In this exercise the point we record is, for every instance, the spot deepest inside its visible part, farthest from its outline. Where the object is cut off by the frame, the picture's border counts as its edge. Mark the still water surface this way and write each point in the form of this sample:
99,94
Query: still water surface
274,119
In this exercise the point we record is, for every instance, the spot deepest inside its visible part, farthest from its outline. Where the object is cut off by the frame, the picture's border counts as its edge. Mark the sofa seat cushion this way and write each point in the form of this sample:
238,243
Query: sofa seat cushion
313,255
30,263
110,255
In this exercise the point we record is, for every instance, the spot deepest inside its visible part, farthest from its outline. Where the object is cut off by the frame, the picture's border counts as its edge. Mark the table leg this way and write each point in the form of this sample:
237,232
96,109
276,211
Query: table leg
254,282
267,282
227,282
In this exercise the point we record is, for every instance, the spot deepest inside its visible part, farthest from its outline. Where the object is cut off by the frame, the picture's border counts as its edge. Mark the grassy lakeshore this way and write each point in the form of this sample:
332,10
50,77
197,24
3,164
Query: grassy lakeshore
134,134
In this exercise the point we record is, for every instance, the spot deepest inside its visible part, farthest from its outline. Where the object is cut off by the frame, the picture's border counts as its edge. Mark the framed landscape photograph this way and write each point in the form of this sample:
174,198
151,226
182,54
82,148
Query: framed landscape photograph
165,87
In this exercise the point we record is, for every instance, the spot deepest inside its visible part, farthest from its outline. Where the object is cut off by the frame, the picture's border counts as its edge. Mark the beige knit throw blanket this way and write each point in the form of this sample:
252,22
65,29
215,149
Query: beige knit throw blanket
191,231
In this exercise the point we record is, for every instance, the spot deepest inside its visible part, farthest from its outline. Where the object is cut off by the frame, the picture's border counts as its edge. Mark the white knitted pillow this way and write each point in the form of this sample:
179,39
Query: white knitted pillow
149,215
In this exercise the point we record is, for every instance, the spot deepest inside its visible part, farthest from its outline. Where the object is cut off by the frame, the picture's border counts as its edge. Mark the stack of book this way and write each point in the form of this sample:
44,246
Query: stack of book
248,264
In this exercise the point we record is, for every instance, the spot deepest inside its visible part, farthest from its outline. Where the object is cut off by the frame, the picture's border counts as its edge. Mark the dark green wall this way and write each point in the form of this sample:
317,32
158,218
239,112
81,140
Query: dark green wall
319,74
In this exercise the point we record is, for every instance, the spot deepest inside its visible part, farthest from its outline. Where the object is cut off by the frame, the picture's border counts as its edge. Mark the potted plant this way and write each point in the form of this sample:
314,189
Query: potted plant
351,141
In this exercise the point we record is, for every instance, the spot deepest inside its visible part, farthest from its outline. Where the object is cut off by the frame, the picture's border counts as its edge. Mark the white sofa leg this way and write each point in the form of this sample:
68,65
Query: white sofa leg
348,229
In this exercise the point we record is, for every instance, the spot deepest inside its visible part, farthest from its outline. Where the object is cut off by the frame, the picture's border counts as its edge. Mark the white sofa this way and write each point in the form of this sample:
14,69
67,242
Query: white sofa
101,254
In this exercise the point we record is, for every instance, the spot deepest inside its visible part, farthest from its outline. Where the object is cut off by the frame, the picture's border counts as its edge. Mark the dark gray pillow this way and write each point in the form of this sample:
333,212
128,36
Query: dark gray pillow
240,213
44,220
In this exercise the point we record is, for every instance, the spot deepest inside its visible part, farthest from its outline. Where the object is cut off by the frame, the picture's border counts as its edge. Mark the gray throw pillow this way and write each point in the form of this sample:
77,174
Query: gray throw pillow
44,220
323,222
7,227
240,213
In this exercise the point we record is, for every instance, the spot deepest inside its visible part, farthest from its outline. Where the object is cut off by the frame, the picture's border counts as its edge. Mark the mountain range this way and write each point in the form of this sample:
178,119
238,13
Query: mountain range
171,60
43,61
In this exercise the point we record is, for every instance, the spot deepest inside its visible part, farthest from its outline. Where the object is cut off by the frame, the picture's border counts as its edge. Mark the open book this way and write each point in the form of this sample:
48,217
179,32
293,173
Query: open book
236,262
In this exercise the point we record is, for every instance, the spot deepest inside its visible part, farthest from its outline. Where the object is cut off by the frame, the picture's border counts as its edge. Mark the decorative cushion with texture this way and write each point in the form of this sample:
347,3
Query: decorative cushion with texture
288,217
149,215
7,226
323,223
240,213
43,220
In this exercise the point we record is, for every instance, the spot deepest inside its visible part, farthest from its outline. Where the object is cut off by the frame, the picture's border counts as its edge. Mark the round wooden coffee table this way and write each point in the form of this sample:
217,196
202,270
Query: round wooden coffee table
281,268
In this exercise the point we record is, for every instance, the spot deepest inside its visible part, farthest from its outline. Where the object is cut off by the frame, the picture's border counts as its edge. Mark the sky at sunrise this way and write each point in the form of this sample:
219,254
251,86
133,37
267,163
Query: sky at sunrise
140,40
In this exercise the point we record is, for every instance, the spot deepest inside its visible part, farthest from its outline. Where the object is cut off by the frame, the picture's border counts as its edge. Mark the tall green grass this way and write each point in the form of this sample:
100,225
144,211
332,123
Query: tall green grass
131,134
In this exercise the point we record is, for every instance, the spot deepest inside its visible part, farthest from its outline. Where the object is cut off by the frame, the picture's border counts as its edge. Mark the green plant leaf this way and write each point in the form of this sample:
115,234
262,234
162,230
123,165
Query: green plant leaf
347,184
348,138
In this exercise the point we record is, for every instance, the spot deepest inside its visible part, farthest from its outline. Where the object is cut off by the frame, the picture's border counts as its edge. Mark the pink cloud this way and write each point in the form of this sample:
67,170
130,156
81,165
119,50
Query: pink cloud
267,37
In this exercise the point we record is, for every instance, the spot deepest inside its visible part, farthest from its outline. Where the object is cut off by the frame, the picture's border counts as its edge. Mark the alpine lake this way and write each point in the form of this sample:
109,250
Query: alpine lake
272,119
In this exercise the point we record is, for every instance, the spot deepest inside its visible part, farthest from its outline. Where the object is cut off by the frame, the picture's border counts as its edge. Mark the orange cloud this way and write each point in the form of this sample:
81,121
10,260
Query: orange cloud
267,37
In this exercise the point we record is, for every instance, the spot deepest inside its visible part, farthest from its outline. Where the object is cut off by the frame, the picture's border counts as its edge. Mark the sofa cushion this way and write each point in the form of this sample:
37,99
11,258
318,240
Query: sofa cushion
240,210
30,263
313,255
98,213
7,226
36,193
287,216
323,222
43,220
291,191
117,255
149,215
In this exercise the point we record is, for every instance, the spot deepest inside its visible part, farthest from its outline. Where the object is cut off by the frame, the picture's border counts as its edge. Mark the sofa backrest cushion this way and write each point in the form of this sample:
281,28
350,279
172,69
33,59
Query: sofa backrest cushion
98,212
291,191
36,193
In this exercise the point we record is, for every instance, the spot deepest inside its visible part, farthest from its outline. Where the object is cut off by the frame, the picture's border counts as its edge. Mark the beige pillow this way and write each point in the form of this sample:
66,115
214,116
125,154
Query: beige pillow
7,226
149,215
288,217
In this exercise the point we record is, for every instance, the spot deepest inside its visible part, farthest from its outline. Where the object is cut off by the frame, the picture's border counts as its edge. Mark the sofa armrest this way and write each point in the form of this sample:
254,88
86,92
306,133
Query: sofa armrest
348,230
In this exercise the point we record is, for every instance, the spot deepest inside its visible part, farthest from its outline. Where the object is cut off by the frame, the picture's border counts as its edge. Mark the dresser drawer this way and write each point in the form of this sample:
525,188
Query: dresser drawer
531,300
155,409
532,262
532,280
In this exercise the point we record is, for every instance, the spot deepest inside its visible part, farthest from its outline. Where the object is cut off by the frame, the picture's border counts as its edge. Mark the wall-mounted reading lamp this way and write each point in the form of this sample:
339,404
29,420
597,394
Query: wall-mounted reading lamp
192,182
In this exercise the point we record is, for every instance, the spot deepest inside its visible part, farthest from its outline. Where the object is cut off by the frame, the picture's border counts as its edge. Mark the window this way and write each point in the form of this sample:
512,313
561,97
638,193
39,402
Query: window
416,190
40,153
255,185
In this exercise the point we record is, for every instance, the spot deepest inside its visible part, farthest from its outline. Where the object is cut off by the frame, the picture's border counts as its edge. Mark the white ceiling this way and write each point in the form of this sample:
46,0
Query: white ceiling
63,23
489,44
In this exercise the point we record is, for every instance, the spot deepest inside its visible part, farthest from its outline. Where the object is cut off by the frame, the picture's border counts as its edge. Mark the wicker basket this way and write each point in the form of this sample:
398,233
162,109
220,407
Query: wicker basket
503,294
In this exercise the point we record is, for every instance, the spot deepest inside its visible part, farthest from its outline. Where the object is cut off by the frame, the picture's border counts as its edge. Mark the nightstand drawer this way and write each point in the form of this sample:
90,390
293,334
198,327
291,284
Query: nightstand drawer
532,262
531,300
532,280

→ **TASK**:
From the top of the listing above, restate each line word for word up to and including the line with "Mark the framed"; add nothing else.

→ **EXERCISE RESPONSE**:
In this exercise the point we record is, for every instance, the spot deepest inside its visible part, farthest from its outline. Where the object is cut off by the frame, the picture's border counts as its edge. Mark the still water surface this way and write each point in the form of this sample:
99,94
Query: still water surface
274,119
In this exercise the point we record is, for every instance, the spot deepest inside its visible part, farthest from its outline. Where the object is cut off by the frame, the picture's border counts as its edge. Mark the sofa seat cushion this way and write each point in the form of this sample:
238,243
Query: sofa seat cushion
313,255
30,263
110,255
In this exercise the point we record is, for every instance, the spot deepest inside its visible part, farthest from its outline. Where the object is cut off by the frame, the picture's border counts as its edge. Mark the table leg this way and write each point in the form of this sample:
237,232
96,109
276,211
Query: table leg
254,282
267,282
227,282
In this exercise the point we record is, for every instance, the spot deepest inside its visible part, farthest from its outline. Where the object is cut off by the frame, the picture's border counts as its edge. Mark the grassy lakeshore this way and write each point in the form of this sample:
332,10
50,77
197,24
3,164
Query: grassy lakeshore
134,134
In this exercise the point we record is, for every instance, the spot deepest inside its visible part, farthest from its outline. Where the object is cut off by the frame, the picture's border counts as its edge. Mark the framed landscape photograph this way and write each point in the form of this sample:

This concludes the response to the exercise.